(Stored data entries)
★ ★ ★ ★

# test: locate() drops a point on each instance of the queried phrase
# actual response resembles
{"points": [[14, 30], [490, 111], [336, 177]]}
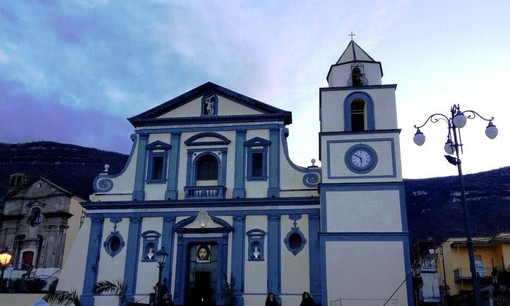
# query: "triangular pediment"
{"points": [[354, 53], [210, 103], [257, 141]]}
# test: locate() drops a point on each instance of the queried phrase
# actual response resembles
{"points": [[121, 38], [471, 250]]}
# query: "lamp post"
{"points": [[456, 121], [445, 285], [5, 259], [161, 257]]}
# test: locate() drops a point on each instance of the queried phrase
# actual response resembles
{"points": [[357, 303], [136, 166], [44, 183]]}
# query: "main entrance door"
{"points": [[202, 274]]}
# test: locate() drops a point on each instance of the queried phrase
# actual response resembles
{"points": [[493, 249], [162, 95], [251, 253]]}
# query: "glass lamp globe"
{"points": [[491, 131], [459, 120], [449, 147], [419, 138]]}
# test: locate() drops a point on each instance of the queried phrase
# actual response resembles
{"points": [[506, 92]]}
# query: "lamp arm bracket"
{"points": [[471, 114], [434, 118]]}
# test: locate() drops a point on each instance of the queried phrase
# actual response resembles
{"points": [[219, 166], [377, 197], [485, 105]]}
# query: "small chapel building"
{"points": [[209, 181]]}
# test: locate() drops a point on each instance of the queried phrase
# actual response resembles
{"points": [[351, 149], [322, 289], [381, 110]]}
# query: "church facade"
{"points": [[209, 181]]}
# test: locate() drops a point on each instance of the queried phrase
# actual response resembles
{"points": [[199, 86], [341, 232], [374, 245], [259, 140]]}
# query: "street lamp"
{"points": [[161, 257], [5, 259], [455, 122]]}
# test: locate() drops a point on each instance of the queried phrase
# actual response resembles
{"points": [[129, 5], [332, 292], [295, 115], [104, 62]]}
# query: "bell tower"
{"points": [[364, 235]]}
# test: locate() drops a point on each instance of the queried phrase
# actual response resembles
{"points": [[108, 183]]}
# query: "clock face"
{"points": [[361, 158]]}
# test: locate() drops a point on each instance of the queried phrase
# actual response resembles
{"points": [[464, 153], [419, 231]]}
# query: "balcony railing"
{"points": [[464, 273], [205, 192]]}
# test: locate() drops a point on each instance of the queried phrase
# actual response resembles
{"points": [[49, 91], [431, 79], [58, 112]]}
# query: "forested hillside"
{"points": [[434, 206]]}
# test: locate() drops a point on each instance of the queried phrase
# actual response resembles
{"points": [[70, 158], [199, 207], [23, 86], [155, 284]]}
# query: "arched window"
{"points": [[358, 112], [35, 217], [357, 77], [358, 115], [207, 168], [27, 260]]}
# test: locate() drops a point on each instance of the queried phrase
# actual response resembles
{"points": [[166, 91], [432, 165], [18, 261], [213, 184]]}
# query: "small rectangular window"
{"points": [[157, 167], [256, 164]]}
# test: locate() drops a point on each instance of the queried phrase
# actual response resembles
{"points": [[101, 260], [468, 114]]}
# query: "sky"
{"points": [[74, 71]]}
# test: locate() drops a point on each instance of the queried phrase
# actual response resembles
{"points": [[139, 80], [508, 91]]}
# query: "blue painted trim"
{"points": [[150, 168], [131, 263], [195, 140], [331, 155], [312, 175], [158, 145], [261, 145], [239, 185], [103, 182], [150, 240], [250, 176], [193, 205], [195, 154], [107, 241], [173, 171], [350, 88], [237, 265], [295, 231], [315, 263], [257, 142], [274, 164], [183, 255], [167, 241], [409, 270], [92, 261], [256, 237], [138, 191], [369, 109], [354, 168], [212, 129], [273, 255], [265, 111]]}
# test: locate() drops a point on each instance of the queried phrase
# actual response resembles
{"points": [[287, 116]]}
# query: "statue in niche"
{"points": [[203, 253], [256, 253], [210, 105]]}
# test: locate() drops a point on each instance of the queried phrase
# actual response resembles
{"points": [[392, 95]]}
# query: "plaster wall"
{"points": [[295, 269], [368, 211], [73, 271], [340, 74], [112, 268], [73, 225], [381, 270]]}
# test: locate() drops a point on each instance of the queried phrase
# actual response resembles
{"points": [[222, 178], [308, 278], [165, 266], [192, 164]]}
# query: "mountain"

★ ★ ★ ★

_BRIEF:_
Without the pictures, restate all the entries above exactly.

_RESPONSE TO THE TASK:_
# test: locate() drops a point on each instance of the queried phrase
# actual response resembles
{"points": [[14, 30], [490, 111], [336, 177]]}
# query: "triangular pediment"
{"points": [[354, 53], [210, 103], [257, 141]]}
# test: locate() drops a point on each instance of the queried phrase
# actual response resembles
{"points": [[121, 38], [471, 250]]}
# query: "lamp post"
{"points": [[456, 121], [445, 285], [5, 259], [161, 257]]}
# test: locate() drops a point on each instance of the queried phrase
# actual response resembles
{"points": [[357, 303], [136, 166], [44, 183]]}
# query: "main entrance door"
{"points": [[202, 274]]}
# test: locate() drops a point on each instance of the queried phrase
# actual response resembles
{"points": [[493, 249], [162, 95], [251, 253]]}
# query: "glass lamp globe"
{"points": [[491, 131], [459, 120], [449, 147], [419, 138]]}
# test: locate() drops a point on each instance of the queried phrase
# actual response resembles
{"points": [[506, 92]]}
# query: "lamp arm bracket"
{"points": [[471, 114], [434, 118]]}
# test: locate() drops a point on each instance of the queried phrase
# actual response resembles
{"points": [[219, 166], [377, 197], [485, 105]]}
# query: "small chapel building"
{"points": [[209, 181]]}
# test: locate() drops a point on each instance of the queried phrase
# actual response resembles
{"points": [[351, 149], [322, 289], [381, 110]]}
# query: "church facade"
{"points": [[209, 181]]}
# test: locate() drops a point on each instance of the queried phrase
# actual response resembles
{"points": [[199, 86], [341, 232], [374, 245], [259, 140]]}
# query: "street lamp"
{"points": [[161, 257], [5, 259], [455, 122]]}
# test: locate() drops a point on each instance of the queried phrase
# actual response resembles
{"points": [[129, 5], [332, 292], [295, 115], [104, 62]]}
# query: "bell tower"
{"points": [[364, 235]]}
# test: locate() drops a point on each instance of the queried phrase
# actual response resembles
{"points": [[108, 183]]}
# query: "clock face"
{"points": [[361, 158]]}
# test: locate() drops a point on each instance of the queried phrase
# actual response resembles
{"points": [[464, 153], [419, 231]]}
# query: "balcony railing"
{"points": [[464, 273], [205, 192]]}
# test: locate() drops a point on each instance of the queried phrase
# actual response resembles
{"points": [[49, 91], [431, 79], [58, 112]]}
# query: "forested hillside"
{"points": [[434, 206]]}
# test: locate() drops a point on each instance of the queried phrase
# actual response resembles
{"points": [[70, 158], [199, 207], [23, 86], [155, 284]]}
# query: "arched window"
{"points": [[358, 112], [35, 217], [357, 77], [358, 115], [207, 168], [27, 260]]}
# test: locate() drops a point on each instance of the queried phrase
# actual response resembles
{"points": [[166, 91], [432, 165], [18, 261], [213, 184]]}
# query: "small rectangular window"
{"points": [[157, 167], [256, 164]]}
# test: locate() drops a point on each instance of the queried phrase
# actual response resembles
{"points": [[101, 260], [468, 114]]}
# query: "sky"
{"points": [[74, 71]]}
# test: locate() drops a point on each instance of the queried phrase
# actual response resembles
{"points": [[139, 80], [508, 91]]}
# query: "blue painted trim"
{"points": [[150, 168], [131, 263], [195, 140], [331, 155], [312, 175], [158, 145], [261, 145], [239, 185], [103, 182], [150, 240], [250, 176], [193, 205], [195, 154], [107, 241], [173, 171], [350, 88], [237, 265], [295, 231], [315, 263], [257, 142], [274, 164], [183, 255], [167, 241], [409, 270], [92, 261], [256, 237], [138, 191], [369, 109], [354, 168], [212, 129], [273, 255], [265, 111]]}
# test: locate() drops a point on each instance of the queried phrase
# actual response resembles
{"points": [[287, 116]]}
# query: "statue in niche"
{"points": [[203, 253], [256, 253], [210, 105]]}
# test: locate() drops a point on each instance of the queried phrase
# actual response resembles
{"points": [[392, 95]]}
# query: "plaster wall"
{"points": [[295, 269], [368, 211], [73, 271], [340, 74], [112, 268], [73, 225], [381, 270]]}
# test: locate() drops a point on each instance of the queried phrase
# actual response resembles
{"points": [[222, 178], [308, 278], [165, 266], [192, 164]]}
# query: "mountain"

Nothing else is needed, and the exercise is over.